'''

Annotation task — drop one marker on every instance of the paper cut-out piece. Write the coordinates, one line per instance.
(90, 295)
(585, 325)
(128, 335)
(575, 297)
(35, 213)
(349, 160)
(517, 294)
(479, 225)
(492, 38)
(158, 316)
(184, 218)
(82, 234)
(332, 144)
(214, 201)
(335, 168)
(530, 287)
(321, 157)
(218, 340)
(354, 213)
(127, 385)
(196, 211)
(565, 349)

'''

Exercise details:
An exact copy of all the entries above is what is needed.

Completed task:
Annotation task — drop one marker on every instance of the paper cut-out piece. Write the coordinates, one line per instance.
(90, 295)
(585, 325)
(128, 335)
(575, 297)
(35, 213)
(349, 160)
(517, 294)
(479, 225)
(492, 38)
(158, 316)
(184, 218)
(82, 234)
(332, 144)
(214, 201)
(335, 168)
(530, 287)
(321, 157)
(218, 340)
(354, 213)
(127, 385)
(196, 211)
(565, 349)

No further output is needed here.